#### [SELECTION]

The inkjet heads 1151, 1152, 1153, and 1154 eject ink in synchronization with the timing at which the recording medium P is conveyed, under the control of the image processing apparatus. Thereby, a color image can be formed at a desired position of the recording medium P.

After that, the conveying roller pairs 112, 113, and 114 discharge the recording medium P on which the image is formed to the discharge tray 118. When a heater is provided in the transport path from the transport belt 107 to the paper discharge tray 118, the print layer formed on the recording medium P may be heated by the heater. When the recording medium P is heated by the heater, the adhesion of the printing layer to the recording medium P can be improved particularly when the recording medium P is non-permeable.

Fig. 4 shows a perspective view of a main part of the inkjet printer 100. The inkjet head 1, the medium holding mechanism 110, the head moving mechanism 120, the blade moving mechanism 130, and the wiping blade 140 described above are drawn in fig. 4.

The medium holding mechanism 110 holds the recording medium P, for example, a recording sheet, facing the inkjet head 1. The medium holding mechanism 110 functions as a recording sheet moving mechanism for moving the recording medium. The medium holding mechanism 110 includes the conveying belt 107, the driving roller 108, the driven roller 109, the negative pressure chamber 111, and the fan 119 of fig. 3. The medium holding mechanism 110 moves the recording medium P in a direction parallel to the printing surface of the recording medium P in a state where the recording medium P faces the inkjet head 1 during printing. During this time, the inkjet head 1 ejects ink droplets from the nozzles and prints on the recording medium P.

The head moving mechanism 120 moves the inkjet head 1 to the printing position at the time of printing. In addition, the head moving mechanism 120 moves the inkjet head 1 to the cleaning position at the time of cleaning.

The wiping blade 140 wipes the surface of the ink jet head 1 where the nozzle plate opposes the recording medium, that is, the recording medium-opposing surface, and removes the attached matter from the recording medium-opposing surface. Here, the attached matter refers to, for example, ink, dust, and other waste.

The blade moving mechanism 130 moves the wiping blade 140. Specifically, after the head moving mechanism 120 moves the inkjet head 1 to the cleaning position, the blade moving mechanism 130 presses and moves the wiping blade 140 to and on the recording medium-facing surface of the nozzle plate 50. This removes the adhering matter such as ink adhering to the recording medium-facing surface of the nozzle plate 50.

The wiping blade 140 and the blade moving mechanism 130 may be omitted.

In the above-described ink jet head 1, liquid repellency is imparted to the medium-facing surface of the nozzle plate 50. In order to impart liquid repellency, an undercoat layer and a liquid repellent layer are provided on the medium-facing surface of the nozzle plate substrate. This is explained with reference to fig. 5.

#### [GIVEN RECORDS]
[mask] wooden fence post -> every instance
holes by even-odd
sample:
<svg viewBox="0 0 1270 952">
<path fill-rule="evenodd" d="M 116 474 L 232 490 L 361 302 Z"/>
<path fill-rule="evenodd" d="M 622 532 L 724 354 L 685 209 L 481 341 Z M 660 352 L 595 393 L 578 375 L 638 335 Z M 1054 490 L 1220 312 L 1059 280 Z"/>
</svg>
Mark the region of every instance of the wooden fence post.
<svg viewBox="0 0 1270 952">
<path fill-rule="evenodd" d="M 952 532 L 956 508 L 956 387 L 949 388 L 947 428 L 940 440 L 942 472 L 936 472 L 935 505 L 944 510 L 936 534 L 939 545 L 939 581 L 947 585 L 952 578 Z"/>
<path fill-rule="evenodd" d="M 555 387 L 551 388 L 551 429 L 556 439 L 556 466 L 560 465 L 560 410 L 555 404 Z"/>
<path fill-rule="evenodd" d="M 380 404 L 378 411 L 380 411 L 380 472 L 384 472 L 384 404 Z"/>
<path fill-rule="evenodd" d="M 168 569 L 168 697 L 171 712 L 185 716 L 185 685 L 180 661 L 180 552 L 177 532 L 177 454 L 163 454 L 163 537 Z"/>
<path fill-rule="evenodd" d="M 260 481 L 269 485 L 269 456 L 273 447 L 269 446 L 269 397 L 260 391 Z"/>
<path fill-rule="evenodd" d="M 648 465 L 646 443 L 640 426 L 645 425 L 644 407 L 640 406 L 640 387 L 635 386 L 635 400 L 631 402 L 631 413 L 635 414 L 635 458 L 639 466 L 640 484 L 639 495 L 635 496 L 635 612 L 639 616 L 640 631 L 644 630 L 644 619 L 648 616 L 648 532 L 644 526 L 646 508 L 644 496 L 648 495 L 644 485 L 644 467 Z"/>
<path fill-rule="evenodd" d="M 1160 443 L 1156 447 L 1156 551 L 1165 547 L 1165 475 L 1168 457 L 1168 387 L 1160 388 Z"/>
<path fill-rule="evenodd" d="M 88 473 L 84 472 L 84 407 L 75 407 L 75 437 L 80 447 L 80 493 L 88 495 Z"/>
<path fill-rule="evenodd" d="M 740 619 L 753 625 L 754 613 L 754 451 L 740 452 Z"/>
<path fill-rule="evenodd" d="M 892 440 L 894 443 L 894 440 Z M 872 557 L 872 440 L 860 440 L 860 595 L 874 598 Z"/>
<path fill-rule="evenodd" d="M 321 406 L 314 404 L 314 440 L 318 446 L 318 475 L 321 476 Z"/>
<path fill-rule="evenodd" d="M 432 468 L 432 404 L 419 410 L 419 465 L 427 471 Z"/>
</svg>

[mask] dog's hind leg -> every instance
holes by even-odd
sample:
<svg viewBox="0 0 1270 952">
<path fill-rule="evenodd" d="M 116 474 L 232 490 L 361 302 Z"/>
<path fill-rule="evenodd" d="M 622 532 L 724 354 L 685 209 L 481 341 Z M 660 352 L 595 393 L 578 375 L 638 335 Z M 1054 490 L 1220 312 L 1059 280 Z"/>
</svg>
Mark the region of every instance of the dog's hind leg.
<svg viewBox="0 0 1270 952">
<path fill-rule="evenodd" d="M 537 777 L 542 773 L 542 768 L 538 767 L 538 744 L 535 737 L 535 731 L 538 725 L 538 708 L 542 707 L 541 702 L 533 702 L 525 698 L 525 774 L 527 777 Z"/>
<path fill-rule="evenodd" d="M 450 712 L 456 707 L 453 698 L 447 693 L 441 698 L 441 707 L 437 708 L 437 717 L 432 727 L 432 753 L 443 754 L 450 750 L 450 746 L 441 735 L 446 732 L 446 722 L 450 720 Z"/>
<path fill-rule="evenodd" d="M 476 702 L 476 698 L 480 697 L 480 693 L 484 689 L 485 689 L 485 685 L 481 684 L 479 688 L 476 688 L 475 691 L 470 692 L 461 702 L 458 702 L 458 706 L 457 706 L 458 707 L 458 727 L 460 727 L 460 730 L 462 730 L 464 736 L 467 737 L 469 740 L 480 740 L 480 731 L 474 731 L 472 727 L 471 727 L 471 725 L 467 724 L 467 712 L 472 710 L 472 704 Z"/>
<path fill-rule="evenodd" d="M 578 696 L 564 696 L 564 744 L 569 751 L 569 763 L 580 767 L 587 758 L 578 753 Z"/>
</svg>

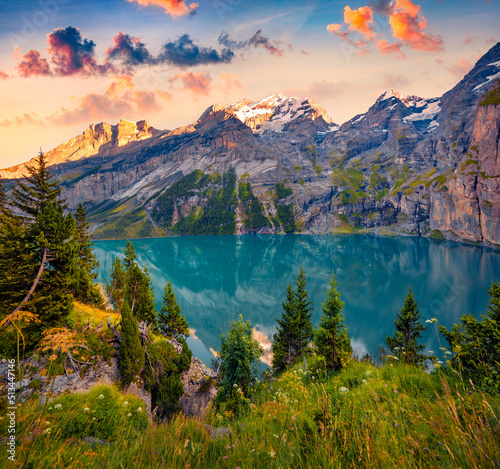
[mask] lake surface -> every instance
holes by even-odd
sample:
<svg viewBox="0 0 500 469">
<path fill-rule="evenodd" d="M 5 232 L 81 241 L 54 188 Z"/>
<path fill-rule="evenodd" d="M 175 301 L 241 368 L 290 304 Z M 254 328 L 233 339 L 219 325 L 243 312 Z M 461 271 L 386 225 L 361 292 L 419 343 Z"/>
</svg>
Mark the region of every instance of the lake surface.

#### [SET TASK]
Quote the inkjet printer passage word for word, starting at "The wiping blade 140 wipes" and ending at "may be omitted.".

#### [ANSWER TO THIS EXERCISE]
The wiping blade 140 wipes the surface of the ink jet head 1 where the nozzle plate opposes the recording medium, that is, the recording medium-opposing surface, and removes the attached matter from the recording medium-opposing surface. Here, the attached matter refers to, for example, ink, dust, and other waste.

The blade moving mechanism 130 moves the wiping blade 140. Specifically, after the head moving mechanism 120 moves the inkjet head 1 to the cleaning position, the blade moving mechanism 130 presses and moves the wiping blade 140 to and on the recording medium-facing surface of the nozzle plate 50. This removes the adhering matter such as ink adhering to the recording medium-facing surface of the nozzle plate 50.

The wiping blade 140 and the blade moving mechanism 130 may be omitted.